#### [提示文]
· · · · ·

PART7
2019年8月
サカシタヨウコに$3,000を返金した後、わたしは直ぐヨウコをLINEから削除した。
ヨウコからもそれ以来わたしにLINEはこなくなった。ウイルソンはヨウコから解放された。
そして8月1日、ウイルソンはイスタンブールを離れた。ドイツのベルリンに移動した。ウイルソンが言うには彼がイスタンブールの病院にいた時、わたしが送った$4,200、そのお金で買った航空券は彼が逮捕された時、警察が取り上げた。
彼が警察から解放された時、警察は現金で返金してくれるとのことだった。ヨーロッパ内はパスポート無しでも電車ならどこでも移動出来る。警察から返金してもらったお金で彼は電車でイスタンブールを離れた、と。
8月1日、ウイルソンはドイツのベルリンに着いた。ウイルソンは何処にいてもわたしに近況を知らせてくる。
Walmart to Walmart個人宛口座にホテル代を送ってほしい、と。
ウイルソンはベルリンでもホテルと交渉した。彼がアメリカに戻った時にホテル代を支払う条件で、宿泊させてくれたホテルもある。そんな時はわたしの負担も軽くなる。
ウイルソンがいつ支払ってくれるのか見込みがないと思った時、ホテルはウイルソンを長く宿泊させなかった。

· · · · ·

#### [行データ]

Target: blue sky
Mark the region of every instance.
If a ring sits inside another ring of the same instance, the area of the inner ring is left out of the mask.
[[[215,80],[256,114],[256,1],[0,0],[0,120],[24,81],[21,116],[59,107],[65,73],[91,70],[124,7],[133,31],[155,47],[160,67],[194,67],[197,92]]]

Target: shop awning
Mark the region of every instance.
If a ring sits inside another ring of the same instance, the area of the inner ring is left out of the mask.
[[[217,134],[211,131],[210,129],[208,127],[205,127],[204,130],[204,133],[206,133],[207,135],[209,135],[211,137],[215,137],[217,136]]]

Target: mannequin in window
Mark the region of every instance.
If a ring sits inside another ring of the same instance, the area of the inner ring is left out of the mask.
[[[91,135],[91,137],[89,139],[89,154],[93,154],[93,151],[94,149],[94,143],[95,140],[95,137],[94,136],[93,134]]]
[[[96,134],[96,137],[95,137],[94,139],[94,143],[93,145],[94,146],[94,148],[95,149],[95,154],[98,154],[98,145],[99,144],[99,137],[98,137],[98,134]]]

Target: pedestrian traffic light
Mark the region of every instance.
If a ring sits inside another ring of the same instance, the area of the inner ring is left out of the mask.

· · · · ·

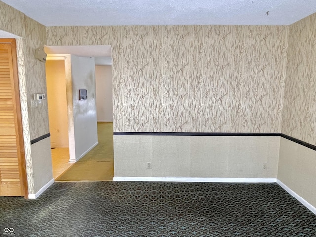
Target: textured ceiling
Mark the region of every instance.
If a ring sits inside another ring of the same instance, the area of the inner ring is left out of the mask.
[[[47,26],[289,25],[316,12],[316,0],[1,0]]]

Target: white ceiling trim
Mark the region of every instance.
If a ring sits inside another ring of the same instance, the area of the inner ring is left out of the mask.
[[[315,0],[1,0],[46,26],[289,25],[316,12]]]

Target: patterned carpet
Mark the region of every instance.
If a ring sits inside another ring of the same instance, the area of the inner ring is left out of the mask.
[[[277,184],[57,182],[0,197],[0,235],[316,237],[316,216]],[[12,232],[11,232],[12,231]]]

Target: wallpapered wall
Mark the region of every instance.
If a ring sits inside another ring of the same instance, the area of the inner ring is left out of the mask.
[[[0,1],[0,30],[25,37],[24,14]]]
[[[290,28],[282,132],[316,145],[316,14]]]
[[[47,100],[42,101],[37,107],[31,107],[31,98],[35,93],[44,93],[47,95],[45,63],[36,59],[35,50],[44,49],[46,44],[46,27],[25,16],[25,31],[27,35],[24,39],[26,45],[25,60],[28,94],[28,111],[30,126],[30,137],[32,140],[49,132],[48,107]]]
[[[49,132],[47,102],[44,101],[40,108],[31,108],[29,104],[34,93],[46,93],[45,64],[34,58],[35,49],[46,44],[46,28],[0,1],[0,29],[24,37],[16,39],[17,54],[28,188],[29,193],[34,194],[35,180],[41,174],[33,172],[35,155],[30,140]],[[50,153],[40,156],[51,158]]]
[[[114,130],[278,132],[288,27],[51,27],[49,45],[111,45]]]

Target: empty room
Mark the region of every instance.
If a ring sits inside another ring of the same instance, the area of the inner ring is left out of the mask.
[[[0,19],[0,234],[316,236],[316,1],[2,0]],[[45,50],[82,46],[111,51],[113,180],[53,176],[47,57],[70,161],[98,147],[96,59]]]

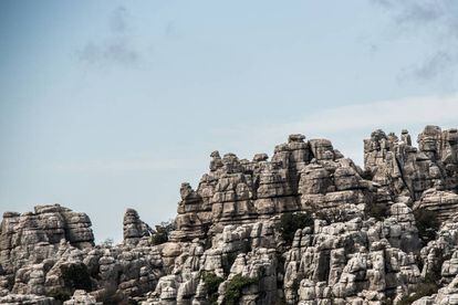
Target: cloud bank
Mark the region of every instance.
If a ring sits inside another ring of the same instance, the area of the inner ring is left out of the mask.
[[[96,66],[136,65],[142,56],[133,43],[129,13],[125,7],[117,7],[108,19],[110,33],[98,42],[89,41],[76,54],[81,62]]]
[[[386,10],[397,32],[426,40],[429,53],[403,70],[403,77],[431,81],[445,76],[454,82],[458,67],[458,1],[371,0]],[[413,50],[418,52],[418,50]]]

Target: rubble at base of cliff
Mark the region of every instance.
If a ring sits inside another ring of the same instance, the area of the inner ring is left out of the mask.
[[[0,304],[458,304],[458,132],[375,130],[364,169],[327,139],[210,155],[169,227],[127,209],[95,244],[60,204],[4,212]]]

· · · · ·

#### [実施課題]
(1) 提示文の「そして8月1日、ウイルソンは」から「Walmart to Walmart個人宛口座にホテル代を送ってほしい、と。」までの範囲を、一字一句変えずに書き写してください。
(2) 次の記述(a)〜(c)が提示文の内容と一致するかどうかを、それぞれ「はい」または「いいえ」で答えてください。各判断の根拠となる提示文の語句も正確に引用してください。
(a) ウイルソンは8月1日にドイツのベルリンに着いた。
(b) 警察は航空券の代金を口座振込で返金すると言った。
(c) サカシタヨウコに返金した額は$4,200であった。

#### [課題別解答]
(1)
そして8月1日、ウイルソンはイスタンブールを離れた。ドイツのベルリンに移動した。ウイルソンが言うには彼がイスタンブールの病院にいた時、わたしが送った$4,200、そのお金で買った航空券は彼が逮捕された時、警察が取り上げた。
彼が警察から解放された時、警察は現金で返金してくれるとのことだった。ヨーロッパ内はパスポート無しでも電車ならどこでも移動出来る。警察から返金してもらったお金で彼は電車でイスタンブールを離れた、と。
8月1日、ウイルソンはドイツのベルリンに着いた。ウイルソンは何処にいてもわたしに近況を知らせてくる。
Walmart to Walmart個人宛口座にホテル代を送ってほしい、と。

(2)
(a) はい。「8月1日、ウイルソンはドイツのベルリンに着いた。」
(b) いいえ。「警察は現金で返金してくれるとのことだった。」
(c) いいえ。「サカシタヨウコに$3,000を返金した後」